Referring expression pointing data:
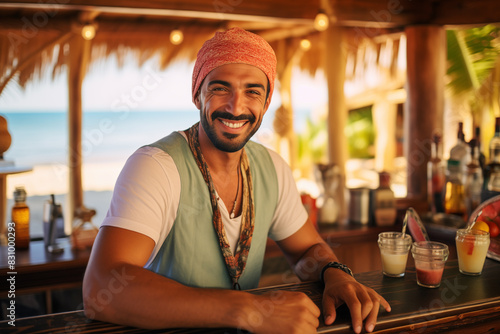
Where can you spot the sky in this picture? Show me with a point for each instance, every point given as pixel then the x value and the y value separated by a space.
pixel 108 88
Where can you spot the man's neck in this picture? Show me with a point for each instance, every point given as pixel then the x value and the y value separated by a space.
pixel 218 161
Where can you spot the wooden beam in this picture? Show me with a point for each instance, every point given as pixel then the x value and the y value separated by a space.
pixel 79 53
pixel 371 15
pixel 466 12
pixel 423 115
pixel 335 67
pixel 237 10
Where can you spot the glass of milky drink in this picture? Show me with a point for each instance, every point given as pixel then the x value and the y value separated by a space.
pixel 472 246
pixel 394 247
pixel 430 257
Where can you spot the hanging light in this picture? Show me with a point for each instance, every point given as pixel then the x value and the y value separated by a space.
pixel 305 44
pixel 321 21
pixel 88 32
pixel 176 37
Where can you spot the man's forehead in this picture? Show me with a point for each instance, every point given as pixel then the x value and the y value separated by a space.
pixel 237 71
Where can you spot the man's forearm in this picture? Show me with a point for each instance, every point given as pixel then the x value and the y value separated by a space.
pixel 135 296
pixel 309 266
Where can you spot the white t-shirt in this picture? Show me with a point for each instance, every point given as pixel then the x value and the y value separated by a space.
pixel 147 194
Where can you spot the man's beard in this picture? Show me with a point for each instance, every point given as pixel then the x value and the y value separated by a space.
pixel 229 143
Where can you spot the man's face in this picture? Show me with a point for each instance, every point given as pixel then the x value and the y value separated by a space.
pixel 232 102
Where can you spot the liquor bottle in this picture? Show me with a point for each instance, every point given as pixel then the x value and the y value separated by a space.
pixel 384 202
pixel 491 176
pixel 482 158
pixel 435 177
pixel 21 218
pixel 461 152
pixel 474 179
pixel 454 200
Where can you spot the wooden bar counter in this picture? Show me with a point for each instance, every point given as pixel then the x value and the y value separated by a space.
pixel 468 304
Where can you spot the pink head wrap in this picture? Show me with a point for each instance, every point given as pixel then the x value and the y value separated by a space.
pixel 231 47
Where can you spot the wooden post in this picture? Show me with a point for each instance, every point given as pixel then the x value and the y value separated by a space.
pixel 335 67
pixel 423 113
pixel 384 120
pixel 79 52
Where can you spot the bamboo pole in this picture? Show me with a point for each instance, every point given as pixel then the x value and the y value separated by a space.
pixel 79 53
pixel 335 67
pixel 423 113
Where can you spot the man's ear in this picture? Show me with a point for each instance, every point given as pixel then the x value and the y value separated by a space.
pixel 197 100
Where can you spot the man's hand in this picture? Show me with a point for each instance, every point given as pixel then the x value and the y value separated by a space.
pixel 363 302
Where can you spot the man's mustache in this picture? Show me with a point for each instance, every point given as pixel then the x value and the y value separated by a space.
pixel 231 117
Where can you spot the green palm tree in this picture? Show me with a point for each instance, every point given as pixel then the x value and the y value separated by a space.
pixel 474 71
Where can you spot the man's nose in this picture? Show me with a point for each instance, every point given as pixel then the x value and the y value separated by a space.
pixel 236 103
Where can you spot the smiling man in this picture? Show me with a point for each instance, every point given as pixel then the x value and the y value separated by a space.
pixel 187 227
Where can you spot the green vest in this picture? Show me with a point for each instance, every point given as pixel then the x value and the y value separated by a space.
pixel 191 254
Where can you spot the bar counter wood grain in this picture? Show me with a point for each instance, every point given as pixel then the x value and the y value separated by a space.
pixel 468 304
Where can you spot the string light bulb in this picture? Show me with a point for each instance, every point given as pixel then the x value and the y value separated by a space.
pixel 321 21
pixel 176 37
pixel 305 44
pixel 88 32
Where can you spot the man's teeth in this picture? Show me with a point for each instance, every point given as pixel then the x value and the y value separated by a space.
pixel 233 125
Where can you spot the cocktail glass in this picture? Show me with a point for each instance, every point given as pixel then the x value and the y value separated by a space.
pixel 472 246
pixel 430 258
pixel 394 249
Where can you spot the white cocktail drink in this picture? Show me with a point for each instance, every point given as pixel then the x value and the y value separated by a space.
pixel 393 264
pixel 472 247
pixel 394 247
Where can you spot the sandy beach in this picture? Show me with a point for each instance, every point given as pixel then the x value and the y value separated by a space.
pixel 98 183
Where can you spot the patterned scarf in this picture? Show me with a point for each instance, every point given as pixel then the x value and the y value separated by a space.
pixel 234 264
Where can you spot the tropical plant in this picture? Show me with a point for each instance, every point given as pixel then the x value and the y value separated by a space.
pixel 474 71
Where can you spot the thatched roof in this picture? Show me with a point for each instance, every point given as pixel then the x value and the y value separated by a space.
pixel 33 33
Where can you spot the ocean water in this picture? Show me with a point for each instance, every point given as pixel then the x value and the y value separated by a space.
pixel 40 138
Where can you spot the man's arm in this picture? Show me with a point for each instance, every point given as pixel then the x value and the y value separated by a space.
pixel 116 288
pixel 309 253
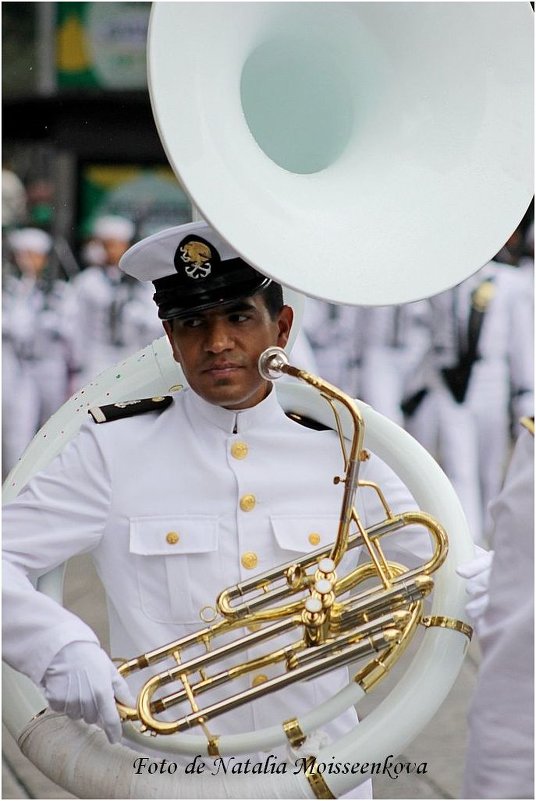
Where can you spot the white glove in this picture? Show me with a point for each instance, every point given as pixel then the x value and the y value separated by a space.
pixel 81 682
pixel 477 572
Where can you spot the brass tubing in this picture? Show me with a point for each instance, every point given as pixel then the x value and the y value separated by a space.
pixel 395 620
pixel 238 591
pixel 374 643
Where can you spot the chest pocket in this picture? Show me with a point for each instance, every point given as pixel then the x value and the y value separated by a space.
pixel 177 565
pixel 296 535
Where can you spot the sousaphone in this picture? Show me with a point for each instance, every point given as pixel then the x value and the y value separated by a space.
pixel 367 153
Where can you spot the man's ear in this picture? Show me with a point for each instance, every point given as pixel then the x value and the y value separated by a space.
pixel 168 328
pixel 284 322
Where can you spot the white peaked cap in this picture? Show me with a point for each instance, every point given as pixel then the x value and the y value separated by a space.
pixel 114 227
pixel 32 239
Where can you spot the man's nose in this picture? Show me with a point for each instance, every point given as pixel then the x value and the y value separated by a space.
pixel 219 337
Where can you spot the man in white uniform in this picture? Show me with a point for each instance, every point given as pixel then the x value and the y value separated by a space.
pixel 40 343
pixel 500 754
pixel 116 311
pixel 480 365
pixel 201 492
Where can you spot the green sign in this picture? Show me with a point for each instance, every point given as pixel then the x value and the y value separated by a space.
pixel 149 196
pixel 102 45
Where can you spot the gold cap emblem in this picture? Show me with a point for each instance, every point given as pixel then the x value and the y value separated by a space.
pixel 196 256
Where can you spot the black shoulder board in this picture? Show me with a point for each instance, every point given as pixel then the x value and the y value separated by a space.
pixel 308 422
pixel 116 411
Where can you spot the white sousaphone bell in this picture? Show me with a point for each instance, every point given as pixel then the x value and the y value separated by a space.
pixel 367 153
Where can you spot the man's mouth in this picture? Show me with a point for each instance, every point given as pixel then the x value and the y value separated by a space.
pixel 222 368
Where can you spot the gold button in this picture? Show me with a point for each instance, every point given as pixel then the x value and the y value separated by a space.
pixel 239 450
pixel 249 560
pixel 247 503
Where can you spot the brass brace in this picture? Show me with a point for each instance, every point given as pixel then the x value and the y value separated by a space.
pixel 294 733
pixel 316 780
pixel 447 623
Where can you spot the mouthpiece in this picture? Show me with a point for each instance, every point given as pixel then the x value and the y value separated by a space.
pixel 271 362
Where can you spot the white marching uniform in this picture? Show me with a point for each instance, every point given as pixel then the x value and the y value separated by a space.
pixel 40 356
pixel 394 339
pixel 116 318
pixel 334 332
pixel 471 439
pixel 217 497
pixel 500 754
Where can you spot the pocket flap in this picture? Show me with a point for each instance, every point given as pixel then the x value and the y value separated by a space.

WHAT THIS TASK INVOLVES >>
Repeat every line above exactly, minus the pictures.

ANSWER SPACE >>
Where can you spot the sky in this picture? Show me with a point for each instance, every point given as pixel then the x value and the y value separated by a space.
pixel 108 88
Where can you spot the man's neck in this picture? Show me with a point for each instance, every point given as pixel then the x value and the y value separated by a space.
pixel 218 161
Where can you spot the wooden beam in this picture? Show me with a point for each instance, every point given as pixel then the x value and the y value separated by a space.
pixel 79 53
pixel 371 15
pixel 466 12
pixel 423 115
pixel 335 67
pixel 237 10
Where can you spot the glass of milky drink in this picture? Show me with a point for each instance, every point given as pixel then the x value and the y value separated by a space.
pixel 472 246
pixel 394 247
pixel 430 257
Where can you spot the hanging light in this picture? Show me with a point for each instance, every point given as pixel then the x value and the y value separated by a space.
pixel 305 44
pixel 321 21
pixel 88 32
pixel 176 37
Where can you spot the man's forehead in this picture? Show me with a point for each instance, every point given as pixel then the x value and the y value separated by a space.
pixel 237 71
Where can you spot the man's forearm in this picture? Show me with a point for each instance, every point given as pixel then the x value and the y value separated by a space.
pixel 135 296
pixel 309 266
Where can you spot the white t-shirt in this picture? Show me with a point for each instance, every point given as pixel then the x value and the y value separated by a space.
pixel 147 194
Where can you spot the man's beard in this picture? Show me with a point for each instance, every point given as pixel then the x value and the y value separated by a space.
pixel 229 143
Where can you spot the man's face in this picture? Show me with a point for each instance, every point given as pixel then the x value and the y value separated by a space.
pixel 232 102
Where can you spot the liquor bottle in this picture? Show me with a point for each instance, every point given as pixel then the x value and the y value separated by a space.
pixel 384 202
pixel 491 176
pixel 482 158
pixel 435 177
pixel 21 218
pixel 461 152
pixel 474 179
pixel 454 200
Where can you spot the wooden bar counter in this picture? Show me with a point for each instance, every point given as pixel then the x value and the y value separated by a space.
pixel 468 304
Where can you spot the pink head wrap in this picture? Show me with a point for each instance, every point given as pixel then the x value and the y value separated by a space.
pixel 231 47
Where can you spot the wooden post in this picture? Show me with a point for each instance, every point given as pixel then the x value and the y value separated by a space.
pixel 335 67
pixel 423 113
pixel 384 120
pixel 79 52
Where can you spot the bamboo pole in this picture? Show me with a point for each instance, every point given as pixel then the x value and the y value separated by a space.
pixel 79 53
pixel 335 67
pixel 423 113
Where can you spot the man's ear in this picture? Show me with a point for each instance, every point given as pixel then the x value and the y value separated by a space.
pixel 197 100
Where can you spot the man's hand in this picture? Show me with a point for each instance, every point given as pixel then the x value and the y value separated by a space.
pixel 363 302
Where can you spot the man's mustache in this picture? Show me with a point for each instance, every point given as pixel then the x value and the y value separated by a space.
pixel 231 117
Where can you spot the green palm tree in this picture? Show me with a point for each instance, every point given as pixel then the x value and the y value separated by a space.
pixel 474 71
Where can you spot the man's nose in this picture? Show me with a point for each instance, every point given as pixel then the x value and the y value separated by a space.
pixel 236 103
Where can you spot the smiling man in this picture? Show me with a point for each instance, every point given as pixel then the x value and the y value separated by a space.
pixel 187 227
Where can you spot the green vest in this picture? Show me with a point for each instance, every point given as pixel then the x value and the y value separated by a space.
pixel 191 254
Where can you spot the bar counter wood grain in this picture? Show me with a point for each instance, every point given as pixel then the x value and the y value separated by a space.
pixel 468 304
Where can you spot the string light bulb in this picture? Show me with a point for each instance, every point given as pixel then the x value and the y value separated by a space.
pixel 321 21
pixel 176 37
pixel 305 44
pixel 88 32
Where can you spot the man's teeth in this picture? Show me with a point for each instance, every point given as pixel then the x value and the y value separated by a space.
pixel 233 125
Where can you spot the cocktail glass in this picture? Show me with a point for each instance, every point given as pixel then the x value and the y value separated by a space.
pixel 472 246
pixel 430 258
pixel 394 249
Where can you spot the white cocktail drink in this picture? Show me with a point for each instance, every point given as pixel then the x value and the y value separated by a space.
pixel 393 264
pixel 472 247
pixel 394 247
Where can you spot the sandy beach in this picture? Show me with a point for each instance, every point given as pixel then the x value and the y value separated by a space.
pixel 98 183
Where can you spot the patterned scarf in this picture? Show me with a point for each instance, every point given as pixel then the x value and the y value separated by a space.
pixel 234 264
Where can you spot the tropical plant in this picture? Show me with a point for each instance, every point given as pixel then the x value and the y value separated by a space.
pixel 474 71
Where can you spot the thatched roof in this picture? Show me with a point for each instance, every point given as pixel then the x value and the y value separated by a space.
pixel 33 33
Where can you spot the ocean water in this picture? Show me with a point for each instance, every point given as pixel then the x value and the y value separated by a space.
pixel 40 138
Where can you spot the man's arm in this picture? Show me with a point for each instance, every point given as pixel then the x value and the y value separated by a space.
pixel 116 288
pixel 309 253
Where can you spot the white glove in this picture? Show me with a point for each instance, every point given as pixel then the x value and the y value separated by a space.
pixel 81 682
pixel 477 572
Where can you spot the brass tubing in this picture? Show me with a point for each instance, every point given as pixel then the x value and the y value separated by a space.
pixel 395 620
pixel 238 591
pixel 374 643
Where can you spot the chest pocket in this picture? Show me with a point for each instance, every point given as pixel then the x value and the y value separated by a space.
pixel 177 565
pixel 296 535
Where can you spot the sousaphone in this picture? Show me with a point for each instance, every point given as pixel then the x value and the y value separated by a space.
pixel 367 153
Where can you spot the man's ear in this picture? Show me with a point for each instance, every point given as pixel then the x value and the y value separated by a space.
pixel 168 328
pixel 284 322
Where can you spot the white peaked cap in this picture? Show me with a point for each instance, every point given as pixel then the x value and the y value separated by a space.
pixel 114 227
pixel 32 239
Where can you spot the man's nose in this picture? Show me with a point for each instance, every point given as pixel then the x value and the y value separated by a space.
pixel 219 337
Where can you spot the man in white uniform in this picture? Show me with a point for each instance, every point given as pixel then the x value and the y value separated by a space.
pixel 40 343
pixel 500 754
pixel 116 311
pixel 480 365
pixel 201 492
Where can you spot the green sign in this picture? Show me with a point for each instance, every point given as pixel then the x value and the y value separated by a space.
pixel 149 196
pixel 102 45
Where can you spot the gold cap emblem in this picture? Show me with a point for each instance, every point given as pixel then the x value and the y value separated by a space.
pixel 196 256
Where can you spot the black shoulder board in this picture? Show me with a point for each instance, every point given as pixel then the x value and the y value separated by a space.
pixel 308 422
pixel 116 411
Where can you spot the white sousaphone bell in this picture? Show me with a point for each instance, every point given as pixel then the x value and the y value separated by a space.
pixel 367 153
Where can you spot the man's mouth in this picture? Show me with a point for each instance, every point given as pixel then the x value and the y value separated by a space.
pixel 222 368
Where can you spot the gold button in this picture? Show me with a point for each instance, every point given as pixel then the x value and the y value separated by a space.
pixel 239 450
pixel 249 560
pixel 247 503
Where can you spot the brass brace in this picture? Show me with a point for each instance, every point given as pixel then the x value and the y value separated by a space.
pixel 294 733
pixel 316 780
pixel 447 623
Where can you spot the mouthpiece in this picture? Show me with a point for each instance, every point given as pixel then the x value and the y value separated by a space.
pixel 271 362
Where can you spot the white marching uniform in this picture? Show me with a point for each instance, every point given as pixel then the x value and the y value separated by a space.
pixel 40 356
pixel 394 339
pixel 116 318
pixel 334 332
pixel 471 439
pixel 217 497
pixel 500 754
Where can you spot the pocket flap in this picture? Show me with a point for each instance, every point given as pixel then the x value and the y value separated by a space.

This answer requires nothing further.